#+title: 

 #+author: Robert McIntyre

 #+email: rlm@mit.edu

 #+description: sensory utilities

 #+keywords: simulation, jMonkeyEngine3, clojure, simulated senses

 #+SETUPFILE: ../../aurellem/org/setup.org

 #+INCLUDE: ../../aurellem/org/level-0.org

 

 

 * Blender Utilities

 In blender, any object can be assigned an arbitray number of key-value

 pairs which are called "Custom Properties". These are accessable in

 jMonkyeEngine when blender files are imported with the

 =BlenderLoader=. =(meta-data)= extracts these properties.

 

 #+name: blender-1

 #+begin_src clojure

 (defn meta-data

   "Get the meta-data for a node created with blender."

   [blender-node key]

   (if-let [data (.getUserData blender-node "properties")]

     (.findValue data key) nil))

 #+end_src

 

 Blender uses a different coordinate system than jMonkeyEngine so it

 is useful to be able to convert between the two. These only come into

 play when the meta-data of a node refers to a vector in the blender

 coordinate system.

 

 #+name: blender-2

 #+begin_src clojure

 (defn jme-to-blender

   "Convert from JME coordinates to Blender coordinates"

   [#^Vector3f in]

   (Vector3f. (.getX in) (- (.getZ in)) (.getY in)))

 

 (defn blender-to-jme

   "Convert from Blender coordinates to JME coordinates"

   [#^Vector3f in]

   (Vector3f. (.getX in) (.getZ in) (- (.getY in))))

Record list:
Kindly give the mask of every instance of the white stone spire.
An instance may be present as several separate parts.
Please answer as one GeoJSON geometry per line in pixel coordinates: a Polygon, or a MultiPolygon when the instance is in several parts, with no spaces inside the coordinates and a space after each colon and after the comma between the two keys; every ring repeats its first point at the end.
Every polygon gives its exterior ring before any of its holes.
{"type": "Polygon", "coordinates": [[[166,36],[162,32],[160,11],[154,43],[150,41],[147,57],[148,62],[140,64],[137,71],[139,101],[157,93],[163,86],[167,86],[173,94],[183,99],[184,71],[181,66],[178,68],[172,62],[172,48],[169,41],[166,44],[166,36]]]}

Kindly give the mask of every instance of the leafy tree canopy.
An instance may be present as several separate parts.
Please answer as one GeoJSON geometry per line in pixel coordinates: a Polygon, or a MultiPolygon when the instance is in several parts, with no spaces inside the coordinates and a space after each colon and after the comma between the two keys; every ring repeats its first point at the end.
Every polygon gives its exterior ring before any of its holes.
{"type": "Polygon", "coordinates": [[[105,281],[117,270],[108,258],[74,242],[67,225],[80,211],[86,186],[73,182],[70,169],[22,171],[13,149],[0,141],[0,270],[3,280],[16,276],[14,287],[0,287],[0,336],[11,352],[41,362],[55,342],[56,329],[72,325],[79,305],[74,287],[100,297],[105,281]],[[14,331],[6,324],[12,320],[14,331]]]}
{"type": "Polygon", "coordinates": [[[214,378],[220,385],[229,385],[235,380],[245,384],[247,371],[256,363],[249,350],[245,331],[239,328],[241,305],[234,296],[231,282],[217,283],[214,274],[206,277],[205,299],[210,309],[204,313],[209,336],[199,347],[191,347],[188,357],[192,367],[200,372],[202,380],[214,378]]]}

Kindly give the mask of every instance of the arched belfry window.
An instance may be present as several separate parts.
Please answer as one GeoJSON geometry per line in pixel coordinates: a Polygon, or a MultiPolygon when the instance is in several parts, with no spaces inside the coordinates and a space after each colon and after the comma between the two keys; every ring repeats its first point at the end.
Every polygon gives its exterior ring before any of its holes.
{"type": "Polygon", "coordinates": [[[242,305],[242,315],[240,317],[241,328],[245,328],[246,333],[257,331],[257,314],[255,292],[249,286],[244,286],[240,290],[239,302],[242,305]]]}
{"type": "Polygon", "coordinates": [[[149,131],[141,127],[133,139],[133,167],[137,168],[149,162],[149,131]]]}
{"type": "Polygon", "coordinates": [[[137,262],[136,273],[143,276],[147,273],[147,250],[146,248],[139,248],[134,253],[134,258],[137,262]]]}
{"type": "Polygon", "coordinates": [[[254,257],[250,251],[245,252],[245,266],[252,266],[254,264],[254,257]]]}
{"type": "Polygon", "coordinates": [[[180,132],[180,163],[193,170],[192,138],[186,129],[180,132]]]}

Set problem: Reproduce the Blender utilities text between "(.findValue data key)" and "coordinate system.", inclusive.

Correct response:
(.findValue data key) nil))

 #+end_src

 

 Blender uses a different coordinate system than jMonkeyEngine so it

 is useful to be able to convert between the two. These only come into

 play when the meta-data of a node refers to a vector in the blender

 coordinate system.